* _Position annotation records_:
———

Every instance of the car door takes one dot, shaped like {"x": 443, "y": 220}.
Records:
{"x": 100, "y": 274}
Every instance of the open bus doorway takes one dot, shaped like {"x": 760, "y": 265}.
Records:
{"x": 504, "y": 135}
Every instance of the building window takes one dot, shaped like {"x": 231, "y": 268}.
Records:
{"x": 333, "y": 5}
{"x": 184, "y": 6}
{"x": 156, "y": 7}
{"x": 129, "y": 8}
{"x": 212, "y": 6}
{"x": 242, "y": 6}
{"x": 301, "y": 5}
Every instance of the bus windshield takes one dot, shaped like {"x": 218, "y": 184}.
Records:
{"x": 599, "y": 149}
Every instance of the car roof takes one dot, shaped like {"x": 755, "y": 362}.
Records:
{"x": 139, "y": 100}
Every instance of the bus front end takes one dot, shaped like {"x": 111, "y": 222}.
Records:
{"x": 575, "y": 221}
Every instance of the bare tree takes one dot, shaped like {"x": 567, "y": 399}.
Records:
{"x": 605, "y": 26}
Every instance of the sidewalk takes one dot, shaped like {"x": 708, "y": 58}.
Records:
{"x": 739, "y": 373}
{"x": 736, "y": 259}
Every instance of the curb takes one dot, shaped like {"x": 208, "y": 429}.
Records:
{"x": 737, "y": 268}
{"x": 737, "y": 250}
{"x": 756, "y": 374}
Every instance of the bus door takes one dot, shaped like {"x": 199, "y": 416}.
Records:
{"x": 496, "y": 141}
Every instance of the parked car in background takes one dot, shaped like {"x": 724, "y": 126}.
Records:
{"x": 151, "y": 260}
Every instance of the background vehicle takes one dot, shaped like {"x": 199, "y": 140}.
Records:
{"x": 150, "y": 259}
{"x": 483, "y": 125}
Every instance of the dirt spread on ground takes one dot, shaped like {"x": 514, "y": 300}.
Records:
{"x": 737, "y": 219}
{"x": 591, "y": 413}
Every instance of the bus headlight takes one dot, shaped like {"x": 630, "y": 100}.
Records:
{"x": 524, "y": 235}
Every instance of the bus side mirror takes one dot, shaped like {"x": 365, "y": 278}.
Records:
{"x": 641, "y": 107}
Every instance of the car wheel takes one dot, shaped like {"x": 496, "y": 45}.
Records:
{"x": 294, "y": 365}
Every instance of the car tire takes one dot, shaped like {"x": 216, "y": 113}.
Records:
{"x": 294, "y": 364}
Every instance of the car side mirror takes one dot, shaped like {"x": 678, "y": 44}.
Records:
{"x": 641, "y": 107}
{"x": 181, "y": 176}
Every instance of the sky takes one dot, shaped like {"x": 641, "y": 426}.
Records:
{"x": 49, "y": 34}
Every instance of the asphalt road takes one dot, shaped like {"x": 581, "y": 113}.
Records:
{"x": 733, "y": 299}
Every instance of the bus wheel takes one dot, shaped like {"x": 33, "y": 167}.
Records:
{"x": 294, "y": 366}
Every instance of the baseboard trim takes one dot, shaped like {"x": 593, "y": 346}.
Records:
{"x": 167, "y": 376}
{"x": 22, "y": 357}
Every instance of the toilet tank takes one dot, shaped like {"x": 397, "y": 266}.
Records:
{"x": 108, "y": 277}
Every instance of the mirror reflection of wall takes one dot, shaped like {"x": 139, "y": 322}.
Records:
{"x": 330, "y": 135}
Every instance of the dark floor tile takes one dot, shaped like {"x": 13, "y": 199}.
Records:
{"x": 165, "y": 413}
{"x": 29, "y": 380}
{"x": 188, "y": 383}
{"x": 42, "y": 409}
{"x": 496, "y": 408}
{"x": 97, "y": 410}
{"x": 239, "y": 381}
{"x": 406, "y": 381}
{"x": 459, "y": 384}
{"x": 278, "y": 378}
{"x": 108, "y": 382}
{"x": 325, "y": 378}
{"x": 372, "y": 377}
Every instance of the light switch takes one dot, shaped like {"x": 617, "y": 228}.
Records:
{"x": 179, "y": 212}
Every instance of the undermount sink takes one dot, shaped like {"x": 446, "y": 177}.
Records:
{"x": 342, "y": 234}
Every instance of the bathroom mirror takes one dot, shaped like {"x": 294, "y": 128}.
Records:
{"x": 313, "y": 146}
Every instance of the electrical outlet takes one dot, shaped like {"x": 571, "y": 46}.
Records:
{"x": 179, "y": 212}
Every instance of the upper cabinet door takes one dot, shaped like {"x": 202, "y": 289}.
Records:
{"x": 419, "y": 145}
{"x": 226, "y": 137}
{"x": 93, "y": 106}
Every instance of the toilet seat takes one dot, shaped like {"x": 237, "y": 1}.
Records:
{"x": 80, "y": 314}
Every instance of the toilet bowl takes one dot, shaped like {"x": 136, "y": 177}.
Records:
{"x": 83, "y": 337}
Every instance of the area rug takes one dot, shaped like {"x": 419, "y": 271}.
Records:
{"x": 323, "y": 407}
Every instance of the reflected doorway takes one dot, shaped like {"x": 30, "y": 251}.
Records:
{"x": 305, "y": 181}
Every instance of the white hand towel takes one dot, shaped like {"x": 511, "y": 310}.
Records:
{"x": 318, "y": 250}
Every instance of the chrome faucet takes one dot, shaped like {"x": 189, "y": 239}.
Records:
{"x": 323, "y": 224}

———

Extract all of the data shown above without alteration.

* _Solution for this exercise_:
Every instance of the car door takes one dot, shaped like {"x": 443, "y": 220}.
Records:
{"x": 100, "y": 274}
Every instance of the open bus doorway takes one dot, shaped like {"x": 760, "y": 265}.
Records:
{"x": 504, "y": 135}
Every instance of the building window takes one dot, shaped like {"x": 231, "y": 268}.
Records:
{"x": 333, "y": 5}
{"x": 184, "y": 6}
{"x": 156, "y": 7}
{"x": 129, "y": 8}
{"x": 212, "y": 6}
{"x": 242, "y": 6}
{"x": 301, "y": 5}
Every instance of the bus windshield takes one dot, shaped like {"x": 218, "y": 184}.
Records:
{"x": 599, "y": 149}
Every instance of the car roof takes one dot, shaped like {"x": 755, "y": 362}.
Records:
{"x": 139, "y": 100}
Every instance of the bus front end takes one dot, shaped like {"x": 111, "y": 222}.
Records:
{"x": 575, "y": 221}
Every instance of the bare tree takes one dot, shaped like {"x": 567, "y": 399}.
Records:
{"x": 605, "y": 26}
Every instance of the sidewalk takes one dot, shaped like {"x": 708, "y": 58}.
Records:
{"x": 739, "y": 373}
{"x": 736, "y": 259}
Every instance of the curb takes one dot, shaped like {"x": 208, "y": 429}.
Records:
{"x": 737, "y": 268}
{"x": 737, "y": 250}
{"x": 756, "y": 374}
Every instance of the bus door takes one dot, shaped like {"x": 199, "y": 416}.
Records:
{"x": 496, "y": 141}
Every instance of the parked car in background takes one dot, shaped like {"x": 724, "y": 126}.
Records:
{"x": 151, "y": 260}
Every instance of the background vehicle takes one dot, shaped like {"x": 199, "y": 140}.
Records:
{"x": 150, "y": 259}
{"x": 483, "y": 125}
Every instance of the dirt spread on ground takes one dot, shaped like {"x": 514, "y": 300}.
Records:
{"x": 737, "y": 219}
{"x": 591, "y": 413}
Every instance of the bus headlight takes one dot, shaped like {"x": 630, "y": 100}.
Records:
{"x": 524, "y": 235}
Every instance of the bus side mirror takes one dot, shaped like {"x": 365, "y": 278}.
Records:
{"x": 641, "y": 107}
Every instance of the car wheel takes one dot, shaped like {"x": 496, "y": 45}.
Records:
{"x": 294, "y": 365}
Every instance of the car tire takes one dot, shaped like {"x": 216, "y": 113}.
Records:
{"x": 294, "y": 364}
Every instance of the car side mirror takes one dot, shaped like {"x": 678, "y": 44}.
Records:
{"x": 641, "y": 107}
{"x": 181, "y": 176}
Every instance of the sky takes one dot, shaped like {"x": 641, "y": 426}.
Records:
{"x": 49, "y": 34}
Every instance of the asphalt road takes one dot, shaped like {"x": 581, "y": 113}.
Records:
{"x": 733, "y": 299}
Every instance of the bus wheel takes one dot, shaped like {"x": 33, "y": 167}.
Records:
{"x": 294, "y": 366}
Every instance of the baseboard trim takes one dot, shaped like {"x": 593, "y": 346}.
Records:
{"x": 167, "y": 376}
{"x": 22, "y": 357}
Every instance of the toilet tank takes one dot, shaped like {"x": 397, "y": 266}.
Records:
{"x": 108, "y": 277}
Every instance of the mirror reflection of wall takes one dot, shaped like {"x": 139, "y": 322}.
Records:
{"x": 330, "y": 135}
Every instance of the dark floor tile takes one dot, shaped like {"x": 13, "y": 199}.
Records:
{"x": 165, "y": 413}
{"x": 29, "y": 380}
{"x": 188, "y": 383}
{"x": 42, "y": 409}
{"x": 496, "y": 408}
{"x": 97, "y": 410}
{"x": 239, "y": 381}
{"x": 406, "y": 381}
{"x": 459, "y": 384}
{"x": 278, "y": 378}
{"x": 108, "y": 382}
{"x": 325, "y": 378}
{"x": 372, "y": 377}
Every instance of the light switch takes one dot, shaped like {"x": 617, "y": 228}.
Records:
{"x": 179, "y": 212}
Every instance of the undermount sink takes one dot, shaped like {"x": 446, "y": 177}.
Records:
{"x": 342, "y": 234}
Every instance of the bathroom mirror takes one dot, shaped like {"x": 294, "y": 128}.
Records:
{"x": 313, "y": 146}
Every instance of the electrical outlet takes one dot, shaped like {"x": 571, "y": 46}.
Records:
{"x": 179, "y": 212}
Every instance of the upper cabinet door takes one dot, shaped like {"x": 202, "y": 289}.
Records:
{"x": 419, "y": 145}
{"x": 226, "y": 137}
{"x": 93, "y": 106}
Every instance of the toilet seat takes one dot, shaped like {"x": 237, "y": 1}.
Records:
{"x": 80, "y": 314}
Every instance of the toilet bowl takes one dot, shaped like {"x": 136, "y": 177}.
Records:
{"x": 83, "y": 337}
Every instance of the area rug takes one dot, shaped like {"x": 419, "y": 271}.
Records:
{"x": 323, "y": 407}
Every instance of the reflected doorway takes one dot, shaped like {"x": 30, "y": 251}.
Records:
{"x": 305, "y": 181}
Every instance of the white hand towel takes one dot, shaped like {"x": 511, "y": 310}.
Records:
{"x": 318, "y": 250}
Every instance of the chrome faucet takes one dot, shaped like {"x": 189, "y": 239}.
Records:
{"x": 323, "y": 224}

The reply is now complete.